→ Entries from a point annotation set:

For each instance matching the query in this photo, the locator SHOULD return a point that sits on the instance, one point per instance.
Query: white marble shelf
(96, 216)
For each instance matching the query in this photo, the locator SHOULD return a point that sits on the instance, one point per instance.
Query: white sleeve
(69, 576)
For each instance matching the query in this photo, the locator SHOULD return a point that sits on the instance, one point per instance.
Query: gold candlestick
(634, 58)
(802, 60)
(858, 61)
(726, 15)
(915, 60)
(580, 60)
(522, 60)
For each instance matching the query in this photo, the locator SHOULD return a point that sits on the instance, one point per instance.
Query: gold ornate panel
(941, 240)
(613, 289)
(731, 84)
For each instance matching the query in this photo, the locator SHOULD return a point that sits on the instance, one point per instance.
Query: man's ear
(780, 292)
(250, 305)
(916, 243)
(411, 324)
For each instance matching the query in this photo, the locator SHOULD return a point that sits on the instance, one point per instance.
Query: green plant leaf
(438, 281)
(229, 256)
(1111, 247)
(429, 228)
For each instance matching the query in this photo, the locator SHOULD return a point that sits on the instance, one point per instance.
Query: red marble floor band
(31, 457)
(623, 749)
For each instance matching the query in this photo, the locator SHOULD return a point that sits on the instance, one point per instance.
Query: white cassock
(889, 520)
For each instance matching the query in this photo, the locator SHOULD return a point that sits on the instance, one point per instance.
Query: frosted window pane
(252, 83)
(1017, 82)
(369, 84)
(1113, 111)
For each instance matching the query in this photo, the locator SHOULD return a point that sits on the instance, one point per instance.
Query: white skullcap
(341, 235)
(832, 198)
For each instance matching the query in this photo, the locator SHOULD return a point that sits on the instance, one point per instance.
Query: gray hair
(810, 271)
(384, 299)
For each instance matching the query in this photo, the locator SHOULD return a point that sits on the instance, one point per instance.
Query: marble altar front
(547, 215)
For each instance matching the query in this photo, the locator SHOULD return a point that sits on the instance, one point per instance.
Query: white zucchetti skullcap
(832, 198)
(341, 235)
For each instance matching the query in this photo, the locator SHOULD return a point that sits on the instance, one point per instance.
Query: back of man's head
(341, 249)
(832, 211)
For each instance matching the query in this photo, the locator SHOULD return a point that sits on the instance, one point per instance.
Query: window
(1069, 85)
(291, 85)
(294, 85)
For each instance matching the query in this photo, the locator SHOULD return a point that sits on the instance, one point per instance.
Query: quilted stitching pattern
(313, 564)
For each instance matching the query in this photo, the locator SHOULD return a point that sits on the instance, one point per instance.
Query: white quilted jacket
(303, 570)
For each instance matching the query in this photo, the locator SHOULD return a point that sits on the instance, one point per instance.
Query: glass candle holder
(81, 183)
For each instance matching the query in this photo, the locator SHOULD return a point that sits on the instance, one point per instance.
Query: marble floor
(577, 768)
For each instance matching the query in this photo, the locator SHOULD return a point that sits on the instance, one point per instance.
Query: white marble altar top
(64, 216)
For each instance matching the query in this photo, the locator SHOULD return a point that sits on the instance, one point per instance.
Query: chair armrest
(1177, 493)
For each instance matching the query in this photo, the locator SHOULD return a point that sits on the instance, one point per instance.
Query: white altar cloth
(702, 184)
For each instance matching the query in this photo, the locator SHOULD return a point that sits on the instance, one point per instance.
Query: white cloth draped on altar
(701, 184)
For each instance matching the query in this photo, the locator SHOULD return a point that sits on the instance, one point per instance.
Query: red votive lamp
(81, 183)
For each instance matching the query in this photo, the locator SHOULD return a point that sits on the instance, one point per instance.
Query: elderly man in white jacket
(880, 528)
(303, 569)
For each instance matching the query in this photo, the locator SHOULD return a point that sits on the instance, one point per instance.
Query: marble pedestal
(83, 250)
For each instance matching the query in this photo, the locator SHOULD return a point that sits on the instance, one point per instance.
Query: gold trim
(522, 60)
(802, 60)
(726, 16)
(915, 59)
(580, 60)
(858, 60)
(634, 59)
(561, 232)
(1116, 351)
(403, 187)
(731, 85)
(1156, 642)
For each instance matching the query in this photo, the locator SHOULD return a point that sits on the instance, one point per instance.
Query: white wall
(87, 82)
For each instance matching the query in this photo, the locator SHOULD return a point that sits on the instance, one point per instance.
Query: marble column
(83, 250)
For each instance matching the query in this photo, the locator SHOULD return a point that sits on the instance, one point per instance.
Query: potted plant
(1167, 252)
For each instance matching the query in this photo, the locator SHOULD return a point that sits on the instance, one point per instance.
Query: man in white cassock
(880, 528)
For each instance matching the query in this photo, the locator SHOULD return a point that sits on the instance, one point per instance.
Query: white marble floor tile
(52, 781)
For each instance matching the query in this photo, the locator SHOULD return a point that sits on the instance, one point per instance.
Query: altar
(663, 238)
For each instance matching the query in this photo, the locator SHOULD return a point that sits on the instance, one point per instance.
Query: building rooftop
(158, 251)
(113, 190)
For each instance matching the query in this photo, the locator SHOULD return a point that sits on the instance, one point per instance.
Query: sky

→ TASK DESCRIPTION:
Print every record above exactly as written.

→ SOLUTION:
For each instance matching the query in this photo, the locator SHOULD return a point that sits on the instance, one point per instance.
Query: white marble shelf
(96, 216)
For each instance matching the query in this photo, the locator SHOULD return a point that sits on the instance, one point per instance.
Query: white sleeve
(69, 576)
For each instance matching the query in this photo, the locator SHOULD return a point that sits on the instance, one point per instance.
Query: gold candlestick
(634, 58)
(802, 60)
(858, 61)
(726, 15)
(915, 60)
(580, 60)
(522, 60)
For each instance matching the query in this photo, the locator SHOULD return a point that sits on the instance, one point per instance.
Query: gold ornate panel
(941, 240)
(613, 289)
(731, 84)
For each instance matching the query in this photo, the locator SHOULD return a point that sits on the instance, one point per instance.
Query: man's ear
(780, 292)
(250, 305)
(916, 243)
(411, 324)
For each instance matching the query in this photo, the locator SHOULD return a point that sits on the instance, one point per instance.
Query: green plant leaf
(438, 281)
(229, 256)
(1111, 247)
(429, 228)
For each instance matching the query in this photo, the locator SHOULD return a point that sits on the instance, one point per instance.
Query: red marble floor band
(31, 457)
(623, 749)
For each instance matching the query in this photo, the locator SHOULD return a point that sits on the instance, one point per instance.
Query: white cassock
(889, 520)
For each instance matching the query in this photo, the locator SHOULD return a point that sits on the instance, one point per instance.
Query: frosted window pane
(252, 83)
(1017, 82)
(369, 84)
(1113, 111)
For each instance matching the query in this photo, the locator SHOULD return a point that sits on the instance, one point per instance.
Query: white skullcap
(341, 235)
(832, 198)
For each instance matching the query in this photo, the locator SHOULD return a point that sits on the instance, one point per instance.
Query: gray hair
(810, 271)
(384, 299)
For each instance matching the query in this photo, the locator SHOULD return a point that sits on the instance, one point per instance.
Query: marble altar front
(547, 215)
For each instance matching the query in this photo, the locator SHOULD return a point that sits on the instance, one point per instance.
Query: white zucchetti skullcap
(832, 198)
(341, 235)
For each instance matching the query in this photo, the locator SHOULD return a point that sits on the instance, one point per instance.
Query: back of man's head
(341, 249)
(832, 211)
For each instance matching the query in this photo, the locator SHOULD return a point that sits on the instance, one point per instance.
Query: window
(1069, 85)
(291, 85)
(294, 85)
For each instance matching the query in this photo, the locator SHOULD return a point that sits on the instance, one point per instance.
Query: quilted stitching pattern
(313, 564)
For each instance matching the query in this photo, the locator SHOULD return a point that sits on the instance, one point per instance.
Query: white quilted jacket
(303, 570)
For each instance matching the query in this photo, the locator SHOULD return a point that sits on the instance, one point per instance.
Query: glass candle holder
(81, 183)
For each instance matching the query in this photo, the locator SHOULD return a point that sits on the instance, one point per instance.
Query: marble floor
(577, 768)
For each instance matching the query in this photo, the locator SHOULD return a point that sits on the instance, one point per instance.
Query: white marble altar top
(64, 216)
For each instance matching the query in this photo, the locator SHOULD return a point that sits on the instance, one point per instance.
Query: chair armrest
(1177, 493)
For each instance matching the query in this photo, the locator SHOULD return a point that sits on the instance, one point per instance.
Query: white altar cloth
(702, 184)
For each instance matching the query in this photo, the locator SHOULD return a point that sits on the instance, one point per instance.
Query: white cloth draped on altar
(701, 184)
For each instance matching the query in this photo, the locator SHOULD return a point that sits on the instance, one point per instance.
Query: red votive lamp
(81, 183)
For each instance matching the query in this photo, the locator SHOULD return a point that sits on the instance, one point per instance.
Query: elderly man in white jacket
(880, 528)
(303, 569)
For each instance matching the query in this photo, the locator SHOULD return a point that sits on the instance, one point per instance.
Query: marble pedestal
(83, 250)
For each instance matching the query in this photo, the locator SHOULD return a point that sits on the instance, one point per instance.
Query: gold trim
(522, 60)
(802, 60)
(726, 16)
(915, 59)
(580, 60)
(858, 60)
(634, 59)
(561, 232)
(1116, 351)
(403, 187)
(731, 85)
(1156, 642)
For each instance matching the query in this photo, the locator SHOULD return a point that sits on the instance, one point per instance.
Query: white wall
(87, 82)
For each instance matching the query in this photo, the locator SHOULD return a point that sits on the instance, one point per instance.
Query: marble column
(83, 250)
For each instance matching the query in this photo, the locator SHOULD return a point that sits on the instance, one point per instance.
Query: potted plant
(1167, 252)
For each instance matching the query in this photo, the locator SHOULD return a point that sits on the instance, one point per instance.
Query: man in white cassock
(880, 528)
For each instance matching the query in this photo, the locator SHOULD return a point that sits on the instance, one point per instance.
Query: white marble floor tile
(52, 781)
For each instance matching the query in this photo, the locator SHOULD return a point that sits on the instance, one point per instance.
Query: altar
(663, 238)
For each instance matching the query in this photo, the locator SHOULD return a point that sits on the instance, one point per instance.
Query: building rooftop
(158, 251)
(113, 190)
For each instance matching the query in this photo, the locator SHOULD return a point that sits on the instance, one point per instance.
Query: sky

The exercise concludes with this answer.